Goal of the exercise:
Check every line in the listing below for "metal". Copy the ones where it occurs.
### Input material
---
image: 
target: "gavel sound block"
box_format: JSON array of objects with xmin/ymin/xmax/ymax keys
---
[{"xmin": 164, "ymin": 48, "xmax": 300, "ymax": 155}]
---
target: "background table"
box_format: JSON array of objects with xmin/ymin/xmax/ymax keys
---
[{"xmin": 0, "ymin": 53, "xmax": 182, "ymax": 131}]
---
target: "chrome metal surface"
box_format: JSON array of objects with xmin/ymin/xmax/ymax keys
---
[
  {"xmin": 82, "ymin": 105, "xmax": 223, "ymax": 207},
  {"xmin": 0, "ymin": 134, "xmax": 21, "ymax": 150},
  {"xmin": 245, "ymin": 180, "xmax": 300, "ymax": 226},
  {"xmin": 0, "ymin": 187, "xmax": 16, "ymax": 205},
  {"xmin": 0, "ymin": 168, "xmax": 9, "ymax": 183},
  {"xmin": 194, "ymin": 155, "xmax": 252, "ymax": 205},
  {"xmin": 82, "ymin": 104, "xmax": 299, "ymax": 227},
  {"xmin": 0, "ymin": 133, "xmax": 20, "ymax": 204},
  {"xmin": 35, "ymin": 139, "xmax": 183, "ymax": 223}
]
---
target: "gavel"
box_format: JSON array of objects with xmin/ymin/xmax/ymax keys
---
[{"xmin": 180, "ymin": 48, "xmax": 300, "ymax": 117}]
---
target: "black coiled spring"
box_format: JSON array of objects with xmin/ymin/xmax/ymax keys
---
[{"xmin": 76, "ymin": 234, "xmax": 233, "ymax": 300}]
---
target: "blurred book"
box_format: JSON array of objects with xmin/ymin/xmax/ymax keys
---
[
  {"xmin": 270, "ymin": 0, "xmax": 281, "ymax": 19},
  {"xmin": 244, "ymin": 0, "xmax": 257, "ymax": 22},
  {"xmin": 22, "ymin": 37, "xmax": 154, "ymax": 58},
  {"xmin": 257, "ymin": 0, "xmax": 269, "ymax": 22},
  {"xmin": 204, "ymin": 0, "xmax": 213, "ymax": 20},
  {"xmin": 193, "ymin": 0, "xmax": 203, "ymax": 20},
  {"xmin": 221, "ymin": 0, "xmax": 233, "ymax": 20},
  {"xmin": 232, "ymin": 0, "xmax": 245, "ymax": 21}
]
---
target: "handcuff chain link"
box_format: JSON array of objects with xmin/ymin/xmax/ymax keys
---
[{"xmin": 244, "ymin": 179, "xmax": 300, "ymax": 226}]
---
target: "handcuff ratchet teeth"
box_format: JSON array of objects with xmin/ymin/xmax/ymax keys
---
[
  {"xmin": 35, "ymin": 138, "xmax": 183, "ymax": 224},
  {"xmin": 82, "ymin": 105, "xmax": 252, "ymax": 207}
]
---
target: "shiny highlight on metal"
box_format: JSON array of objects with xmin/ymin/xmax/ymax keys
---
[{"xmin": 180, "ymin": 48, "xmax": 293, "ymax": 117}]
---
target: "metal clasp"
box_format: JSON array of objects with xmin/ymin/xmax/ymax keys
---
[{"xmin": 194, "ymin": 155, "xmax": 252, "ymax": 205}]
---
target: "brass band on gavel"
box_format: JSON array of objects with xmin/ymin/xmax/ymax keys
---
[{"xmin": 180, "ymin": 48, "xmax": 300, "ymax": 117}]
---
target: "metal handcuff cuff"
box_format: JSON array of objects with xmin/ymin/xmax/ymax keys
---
######
Response:
target: "chrome metal surface"
target: "shiny highlight on metal"
target: "metal clasp"
target: "metal handcuff cuff"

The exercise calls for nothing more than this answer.